Items stored from a collection:
=-=-=-=-=

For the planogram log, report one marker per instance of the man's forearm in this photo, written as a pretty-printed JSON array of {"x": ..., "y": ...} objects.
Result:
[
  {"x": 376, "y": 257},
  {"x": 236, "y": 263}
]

=-=-=-=-=

> _BRIEF_
Present the lines above as a Markdown table with the columns "No." and "Line," numbering each row and leaving out any blank lines.

> _REPLY TO THE TASK_
| No. | Line |
|---|---|
| 1 | For the planogram log, report one marker per instance of the man's forearm in this photo, written as a pretty-printed JSON array of {"x": ..., "y": ...} objects. |
| 2 | Result: |
| 3 | [ |
| 4 |   {"x": 376, "y": 257}, |
| 5 |   {"x": 236, "y": 263} |
| 6 | ] |